Reproduce the data starting at the line containing "# for each instance of the white plumage, put" and ending at the end of the data, with every "reflection of swan" changed to "swan reflection" and all else unchanged.

___ Material for this task

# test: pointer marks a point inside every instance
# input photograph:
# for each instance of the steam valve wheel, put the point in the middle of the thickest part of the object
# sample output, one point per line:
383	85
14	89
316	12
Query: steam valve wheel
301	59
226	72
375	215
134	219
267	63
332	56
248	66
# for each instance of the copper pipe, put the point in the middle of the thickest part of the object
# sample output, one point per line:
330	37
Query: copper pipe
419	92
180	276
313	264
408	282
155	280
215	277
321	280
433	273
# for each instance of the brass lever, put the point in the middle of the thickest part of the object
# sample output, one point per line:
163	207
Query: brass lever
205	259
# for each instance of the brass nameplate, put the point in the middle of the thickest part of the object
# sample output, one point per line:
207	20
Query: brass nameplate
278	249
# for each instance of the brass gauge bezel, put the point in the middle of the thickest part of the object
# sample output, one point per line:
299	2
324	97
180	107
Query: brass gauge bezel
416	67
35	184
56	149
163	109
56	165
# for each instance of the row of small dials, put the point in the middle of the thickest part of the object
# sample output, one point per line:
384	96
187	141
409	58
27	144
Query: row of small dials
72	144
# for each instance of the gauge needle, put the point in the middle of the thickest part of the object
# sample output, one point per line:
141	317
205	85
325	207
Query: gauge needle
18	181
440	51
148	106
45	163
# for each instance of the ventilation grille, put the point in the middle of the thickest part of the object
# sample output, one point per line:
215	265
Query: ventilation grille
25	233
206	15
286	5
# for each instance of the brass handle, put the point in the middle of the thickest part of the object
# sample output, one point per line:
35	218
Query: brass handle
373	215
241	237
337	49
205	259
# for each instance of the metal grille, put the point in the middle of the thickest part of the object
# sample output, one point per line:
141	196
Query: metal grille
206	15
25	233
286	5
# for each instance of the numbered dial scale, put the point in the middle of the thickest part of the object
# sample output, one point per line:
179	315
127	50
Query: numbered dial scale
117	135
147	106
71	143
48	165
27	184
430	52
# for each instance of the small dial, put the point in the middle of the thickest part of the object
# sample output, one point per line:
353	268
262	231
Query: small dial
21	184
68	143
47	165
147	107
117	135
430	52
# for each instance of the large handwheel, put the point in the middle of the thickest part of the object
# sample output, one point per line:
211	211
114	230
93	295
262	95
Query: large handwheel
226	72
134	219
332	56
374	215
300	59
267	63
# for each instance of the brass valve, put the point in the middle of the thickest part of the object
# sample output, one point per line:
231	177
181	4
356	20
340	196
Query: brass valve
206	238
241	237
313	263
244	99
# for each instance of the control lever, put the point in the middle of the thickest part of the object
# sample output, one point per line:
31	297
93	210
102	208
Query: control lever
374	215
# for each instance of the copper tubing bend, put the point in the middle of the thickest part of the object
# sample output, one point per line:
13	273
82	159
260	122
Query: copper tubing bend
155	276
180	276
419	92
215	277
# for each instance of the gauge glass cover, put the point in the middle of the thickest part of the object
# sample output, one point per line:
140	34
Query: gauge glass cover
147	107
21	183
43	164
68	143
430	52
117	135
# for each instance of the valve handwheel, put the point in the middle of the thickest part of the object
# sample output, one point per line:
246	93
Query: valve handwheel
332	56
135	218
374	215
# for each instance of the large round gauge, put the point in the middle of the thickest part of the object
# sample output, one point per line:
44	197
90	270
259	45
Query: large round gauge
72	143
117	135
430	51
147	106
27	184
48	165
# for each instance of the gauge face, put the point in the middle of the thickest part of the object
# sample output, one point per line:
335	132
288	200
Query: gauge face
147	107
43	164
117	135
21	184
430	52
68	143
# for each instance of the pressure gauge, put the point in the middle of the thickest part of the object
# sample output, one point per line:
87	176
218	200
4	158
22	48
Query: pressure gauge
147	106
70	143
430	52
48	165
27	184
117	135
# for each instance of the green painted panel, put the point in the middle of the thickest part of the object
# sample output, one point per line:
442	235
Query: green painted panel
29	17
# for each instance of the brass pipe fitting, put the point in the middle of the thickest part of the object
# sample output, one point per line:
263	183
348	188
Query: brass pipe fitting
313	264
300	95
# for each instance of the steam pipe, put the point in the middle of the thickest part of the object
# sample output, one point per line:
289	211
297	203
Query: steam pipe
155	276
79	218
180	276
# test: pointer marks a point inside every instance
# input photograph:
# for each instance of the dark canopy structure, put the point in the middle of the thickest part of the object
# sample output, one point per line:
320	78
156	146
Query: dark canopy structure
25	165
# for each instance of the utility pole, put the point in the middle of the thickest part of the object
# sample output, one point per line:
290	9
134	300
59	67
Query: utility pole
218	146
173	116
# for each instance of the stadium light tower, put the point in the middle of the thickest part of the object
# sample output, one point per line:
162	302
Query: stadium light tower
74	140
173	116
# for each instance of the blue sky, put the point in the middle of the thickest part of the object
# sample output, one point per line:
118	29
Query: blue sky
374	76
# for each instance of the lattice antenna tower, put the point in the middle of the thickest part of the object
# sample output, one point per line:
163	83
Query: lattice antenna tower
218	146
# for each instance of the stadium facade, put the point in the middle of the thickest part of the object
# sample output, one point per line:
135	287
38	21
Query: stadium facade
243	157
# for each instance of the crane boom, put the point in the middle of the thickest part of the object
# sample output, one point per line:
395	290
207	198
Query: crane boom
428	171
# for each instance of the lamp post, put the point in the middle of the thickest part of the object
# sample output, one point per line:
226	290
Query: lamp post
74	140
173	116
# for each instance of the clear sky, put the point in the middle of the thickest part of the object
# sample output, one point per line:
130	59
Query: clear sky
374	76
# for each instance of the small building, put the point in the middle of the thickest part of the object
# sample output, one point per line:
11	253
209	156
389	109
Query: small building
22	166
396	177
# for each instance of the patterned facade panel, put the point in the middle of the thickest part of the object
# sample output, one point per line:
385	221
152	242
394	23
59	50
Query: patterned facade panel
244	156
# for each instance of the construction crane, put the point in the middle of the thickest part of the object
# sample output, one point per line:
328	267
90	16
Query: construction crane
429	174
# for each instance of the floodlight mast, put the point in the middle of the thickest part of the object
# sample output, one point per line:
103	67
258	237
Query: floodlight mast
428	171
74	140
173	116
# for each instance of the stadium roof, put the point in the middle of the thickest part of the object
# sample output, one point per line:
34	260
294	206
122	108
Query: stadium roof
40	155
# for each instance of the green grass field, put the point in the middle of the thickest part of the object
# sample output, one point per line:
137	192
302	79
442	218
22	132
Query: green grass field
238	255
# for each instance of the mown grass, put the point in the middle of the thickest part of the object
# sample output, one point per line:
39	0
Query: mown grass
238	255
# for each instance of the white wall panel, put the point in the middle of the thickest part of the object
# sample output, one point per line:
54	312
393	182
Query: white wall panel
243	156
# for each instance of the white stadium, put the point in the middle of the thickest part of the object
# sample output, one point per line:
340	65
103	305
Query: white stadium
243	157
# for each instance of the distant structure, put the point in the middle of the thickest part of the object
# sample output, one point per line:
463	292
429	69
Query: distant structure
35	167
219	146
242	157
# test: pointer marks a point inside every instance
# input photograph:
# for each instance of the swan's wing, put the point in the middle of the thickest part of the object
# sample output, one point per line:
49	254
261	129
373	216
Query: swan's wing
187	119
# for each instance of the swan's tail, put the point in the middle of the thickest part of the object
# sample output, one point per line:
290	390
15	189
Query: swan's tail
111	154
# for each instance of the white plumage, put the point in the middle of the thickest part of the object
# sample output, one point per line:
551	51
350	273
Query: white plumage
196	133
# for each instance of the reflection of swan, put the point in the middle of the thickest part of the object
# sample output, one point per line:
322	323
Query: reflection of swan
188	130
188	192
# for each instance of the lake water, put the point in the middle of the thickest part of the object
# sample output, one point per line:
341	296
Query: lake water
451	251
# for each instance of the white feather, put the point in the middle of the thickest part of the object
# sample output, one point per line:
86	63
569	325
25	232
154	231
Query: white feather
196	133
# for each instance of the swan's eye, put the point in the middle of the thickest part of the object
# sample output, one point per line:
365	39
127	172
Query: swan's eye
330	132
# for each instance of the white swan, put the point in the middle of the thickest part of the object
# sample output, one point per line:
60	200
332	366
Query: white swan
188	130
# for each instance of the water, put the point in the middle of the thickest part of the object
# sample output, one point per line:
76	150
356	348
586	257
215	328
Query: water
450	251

______

§ **Full solution**
# for each instance of the white plumage, put the point in the middle of the thickest part of the object
# sample output, one point per line:
551	51
350	273
Query: white plumage
196	133
# for each instance of the swan reflection, put the point in the middle of the thickest part of the object
# sample output, one point per line:
322	323
Query: swan reflection
188	130
188	192
# for each instance of the lake water, put the point in the middle of the thickest part of the object
# sample output, one point per line:
341	296
Query: lake water
451	251
# for each instance of the white feather, put the point in the middle of the thickest part of the object
# sample output, one point per line:
86	63
569	325
25	232
154	231
Query: white feather
196	133
# for each instance of the swan's eye, put the point in the middle of the thickest part of the object
# sample output, one point per line:
365	39
127	172
Query: swan's eye
330	132
# for each instance of the white swan, put the point in the middle of the thickest part of the object
# sample output, one point per line:
60	200
332	366
Query: white swan
188	130
# for each instance of the water, put the point in the middle of the thickest part of the object
# sample output, one point per line:
76	150
356	348
586	257
215	328
Query: water
450	251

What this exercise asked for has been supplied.